• Stated goal:
State how many lines in the items below contain the string "tire", matching case exactly. Give only the number.

• Data supplied:
########

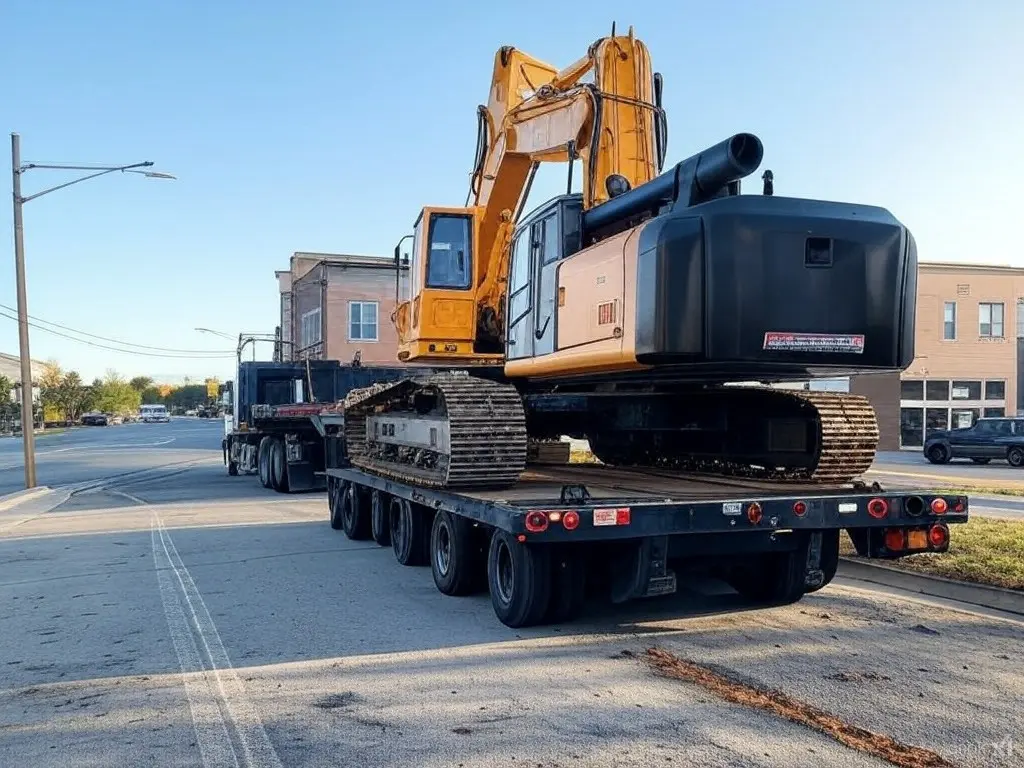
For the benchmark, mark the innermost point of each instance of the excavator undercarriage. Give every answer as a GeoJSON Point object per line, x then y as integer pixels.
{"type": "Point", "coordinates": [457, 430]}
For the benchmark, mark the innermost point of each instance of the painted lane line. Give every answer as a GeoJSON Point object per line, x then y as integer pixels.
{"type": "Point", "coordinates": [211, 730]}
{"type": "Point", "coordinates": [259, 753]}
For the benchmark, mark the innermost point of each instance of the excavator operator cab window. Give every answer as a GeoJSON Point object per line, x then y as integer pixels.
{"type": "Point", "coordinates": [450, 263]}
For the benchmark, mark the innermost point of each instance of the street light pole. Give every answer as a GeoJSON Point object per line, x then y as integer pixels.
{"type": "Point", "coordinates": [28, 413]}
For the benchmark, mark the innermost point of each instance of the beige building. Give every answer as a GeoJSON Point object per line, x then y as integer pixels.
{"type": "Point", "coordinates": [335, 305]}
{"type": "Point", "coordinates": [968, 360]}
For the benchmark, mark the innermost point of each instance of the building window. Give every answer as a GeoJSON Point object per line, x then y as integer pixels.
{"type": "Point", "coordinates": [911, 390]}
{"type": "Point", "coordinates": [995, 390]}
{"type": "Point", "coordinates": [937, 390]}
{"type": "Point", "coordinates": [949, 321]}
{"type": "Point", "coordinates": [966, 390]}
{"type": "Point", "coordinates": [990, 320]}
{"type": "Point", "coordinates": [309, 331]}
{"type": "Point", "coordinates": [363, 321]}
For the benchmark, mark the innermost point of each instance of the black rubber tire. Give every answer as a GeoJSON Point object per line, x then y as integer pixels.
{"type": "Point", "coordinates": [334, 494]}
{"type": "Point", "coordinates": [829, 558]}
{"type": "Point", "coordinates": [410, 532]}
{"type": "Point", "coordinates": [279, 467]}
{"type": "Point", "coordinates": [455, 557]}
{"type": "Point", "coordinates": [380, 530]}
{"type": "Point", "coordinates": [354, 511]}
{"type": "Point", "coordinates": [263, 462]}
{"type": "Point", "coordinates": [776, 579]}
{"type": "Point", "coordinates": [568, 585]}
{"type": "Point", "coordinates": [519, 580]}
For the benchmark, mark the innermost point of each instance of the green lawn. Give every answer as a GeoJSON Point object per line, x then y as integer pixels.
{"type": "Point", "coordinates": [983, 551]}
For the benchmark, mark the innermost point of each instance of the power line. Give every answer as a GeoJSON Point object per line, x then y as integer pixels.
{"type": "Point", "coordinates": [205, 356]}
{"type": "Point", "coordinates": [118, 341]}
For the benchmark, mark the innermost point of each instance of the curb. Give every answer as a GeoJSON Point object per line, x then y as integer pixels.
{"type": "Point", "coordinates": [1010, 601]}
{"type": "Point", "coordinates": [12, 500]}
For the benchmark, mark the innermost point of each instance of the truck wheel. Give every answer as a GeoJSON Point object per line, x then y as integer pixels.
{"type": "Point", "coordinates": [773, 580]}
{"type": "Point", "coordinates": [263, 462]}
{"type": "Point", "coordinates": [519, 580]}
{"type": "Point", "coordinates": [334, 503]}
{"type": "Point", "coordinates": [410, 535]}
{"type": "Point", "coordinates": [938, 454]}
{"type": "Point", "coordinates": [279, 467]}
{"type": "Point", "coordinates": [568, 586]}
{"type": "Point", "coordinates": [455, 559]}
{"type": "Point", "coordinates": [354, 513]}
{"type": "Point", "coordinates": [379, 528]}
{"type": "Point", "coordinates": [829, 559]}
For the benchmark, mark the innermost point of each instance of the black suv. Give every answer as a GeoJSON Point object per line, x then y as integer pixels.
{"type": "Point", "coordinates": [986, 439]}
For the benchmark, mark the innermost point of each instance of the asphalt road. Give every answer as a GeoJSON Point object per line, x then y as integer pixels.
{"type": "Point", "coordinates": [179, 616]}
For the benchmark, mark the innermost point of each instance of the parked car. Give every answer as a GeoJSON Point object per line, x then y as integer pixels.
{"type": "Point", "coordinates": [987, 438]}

########

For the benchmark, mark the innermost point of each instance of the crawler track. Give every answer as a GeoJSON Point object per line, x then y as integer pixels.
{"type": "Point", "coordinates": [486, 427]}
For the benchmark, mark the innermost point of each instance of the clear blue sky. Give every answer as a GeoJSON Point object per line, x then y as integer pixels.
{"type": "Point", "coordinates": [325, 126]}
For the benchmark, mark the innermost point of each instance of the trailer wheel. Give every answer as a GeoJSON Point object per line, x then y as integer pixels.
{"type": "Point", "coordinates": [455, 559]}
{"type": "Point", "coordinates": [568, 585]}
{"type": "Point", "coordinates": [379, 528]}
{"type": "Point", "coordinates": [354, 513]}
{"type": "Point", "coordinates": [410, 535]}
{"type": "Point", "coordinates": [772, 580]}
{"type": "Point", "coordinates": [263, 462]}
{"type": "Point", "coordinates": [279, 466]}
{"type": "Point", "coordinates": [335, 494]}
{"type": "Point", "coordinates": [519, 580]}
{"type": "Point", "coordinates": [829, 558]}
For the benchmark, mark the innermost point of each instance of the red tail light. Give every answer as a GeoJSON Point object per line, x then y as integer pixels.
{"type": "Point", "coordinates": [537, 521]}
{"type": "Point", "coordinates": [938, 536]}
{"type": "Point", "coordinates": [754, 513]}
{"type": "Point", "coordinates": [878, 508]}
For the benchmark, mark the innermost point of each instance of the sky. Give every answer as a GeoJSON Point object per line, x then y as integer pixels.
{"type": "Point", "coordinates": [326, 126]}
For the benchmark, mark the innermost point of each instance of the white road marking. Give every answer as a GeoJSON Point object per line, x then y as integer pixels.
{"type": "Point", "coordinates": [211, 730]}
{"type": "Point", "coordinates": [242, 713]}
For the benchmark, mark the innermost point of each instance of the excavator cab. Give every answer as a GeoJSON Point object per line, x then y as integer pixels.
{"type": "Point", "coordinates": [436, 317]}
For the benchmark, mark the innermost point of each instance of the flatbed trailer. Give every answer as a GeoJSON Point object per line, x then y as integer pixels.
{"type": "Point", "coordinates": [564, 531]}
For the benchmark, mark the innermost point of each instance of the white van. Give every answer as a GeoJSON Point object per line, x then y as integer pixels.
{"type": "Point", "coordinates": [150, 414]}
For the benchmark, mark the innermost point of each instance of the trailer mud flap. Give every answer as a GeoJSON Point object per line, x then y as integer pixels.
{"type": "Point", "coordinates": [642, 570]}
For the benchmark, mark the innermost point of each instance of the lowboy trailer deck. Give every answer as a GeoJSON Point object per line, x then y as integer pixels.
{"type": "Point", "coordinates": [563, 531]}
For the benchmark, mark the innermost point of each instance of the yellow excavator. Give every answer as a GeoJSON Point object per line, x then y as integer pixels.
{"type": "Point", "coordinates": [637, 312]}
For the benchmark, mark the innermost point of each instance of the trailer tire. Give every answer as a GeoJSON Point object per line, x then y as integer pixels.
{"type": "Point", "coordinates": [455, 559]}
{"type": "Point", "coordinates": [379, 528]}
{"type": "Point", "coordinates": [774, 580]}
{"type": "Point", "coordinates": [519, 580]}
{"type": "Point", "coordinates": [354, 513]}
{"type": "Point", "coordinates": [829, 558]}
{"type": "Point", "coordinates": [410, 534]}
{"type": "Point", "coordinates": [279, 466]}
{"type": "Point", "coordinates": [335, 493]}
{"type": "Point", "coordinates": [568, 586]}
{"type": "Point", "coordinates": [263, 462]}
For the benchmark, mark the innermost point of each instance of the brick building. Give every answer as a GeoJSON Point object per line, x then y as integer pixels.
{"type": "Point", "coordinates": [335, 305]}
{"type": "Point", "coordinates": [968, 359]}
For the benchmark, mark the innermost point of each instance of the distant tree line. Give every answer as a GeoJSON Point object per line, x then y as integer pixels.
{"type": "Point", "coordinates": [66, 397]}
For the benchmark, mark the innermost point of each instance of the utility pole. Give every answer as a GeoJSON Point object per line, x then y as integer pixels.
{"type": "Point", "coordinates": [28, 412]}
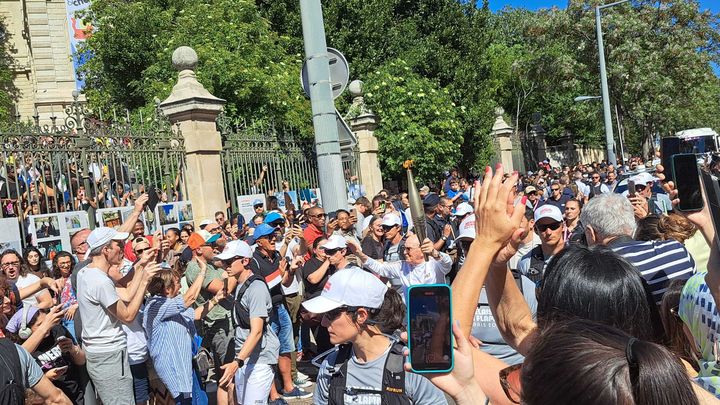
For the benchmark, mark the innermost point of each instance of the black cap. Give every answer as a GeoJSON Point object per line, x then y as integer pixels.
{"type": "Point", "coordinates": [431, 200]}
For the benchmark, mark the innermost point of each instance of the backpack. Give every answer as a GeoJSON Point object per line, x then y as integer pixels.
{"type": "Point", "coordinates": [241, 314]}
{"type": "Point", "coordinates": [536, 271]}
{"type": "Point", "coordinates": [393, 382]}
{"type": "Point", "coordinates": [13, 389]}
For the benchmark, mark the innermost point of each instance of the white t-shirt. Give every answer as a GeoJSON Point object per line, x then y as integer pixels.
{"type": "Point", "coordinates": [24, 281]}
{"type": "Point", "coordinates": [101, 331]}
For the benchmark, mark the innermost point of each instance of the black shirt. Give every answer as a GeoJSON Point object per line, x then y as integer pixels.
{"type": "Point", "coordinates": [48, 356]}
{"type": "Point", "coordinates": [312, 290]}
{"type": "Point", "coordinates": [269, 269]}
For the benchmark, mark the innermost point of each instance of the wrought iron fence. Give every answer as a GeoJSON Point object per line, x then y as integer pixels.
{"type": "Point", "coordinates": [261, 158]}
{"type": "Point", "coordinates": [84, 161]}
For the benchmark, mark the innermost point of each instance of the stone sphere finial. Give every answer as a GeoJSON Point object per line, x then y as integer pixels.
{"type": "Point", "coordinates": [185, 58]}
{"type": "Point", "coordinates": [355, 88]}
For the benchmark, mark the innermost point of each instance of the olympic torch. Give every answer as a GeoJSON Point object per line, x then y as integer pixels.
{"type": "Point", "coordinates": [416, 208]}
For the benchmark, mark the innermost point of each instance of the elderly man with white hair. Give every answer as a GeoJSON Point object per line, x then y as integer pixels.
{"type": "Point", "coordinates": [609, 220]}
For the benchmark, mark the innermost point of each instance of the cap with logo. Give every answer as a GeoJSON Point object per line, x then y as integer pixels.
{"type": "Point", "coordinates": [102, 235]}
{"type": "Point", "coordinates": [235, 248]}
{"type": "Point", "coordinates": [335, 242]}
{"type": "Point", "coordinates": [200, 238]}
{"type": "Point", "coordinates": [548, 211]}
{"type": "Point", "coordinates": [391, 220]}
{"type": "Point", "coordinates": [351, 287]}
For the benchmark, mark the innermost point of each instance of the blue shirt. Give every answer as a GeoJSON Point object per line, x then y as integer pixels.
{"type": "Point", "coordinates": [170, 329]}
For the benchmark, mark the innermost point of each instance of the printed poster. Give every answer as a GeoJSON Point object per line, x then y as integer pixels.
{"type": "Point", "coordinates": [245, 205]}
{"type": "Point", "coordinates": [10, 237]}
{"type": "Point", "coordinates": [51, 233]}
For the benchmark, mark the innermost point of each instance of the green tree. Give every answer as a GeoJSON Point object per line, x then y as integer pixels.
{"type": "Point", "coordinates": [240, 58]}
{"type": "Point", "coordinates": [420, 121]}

########

• Full answer:
2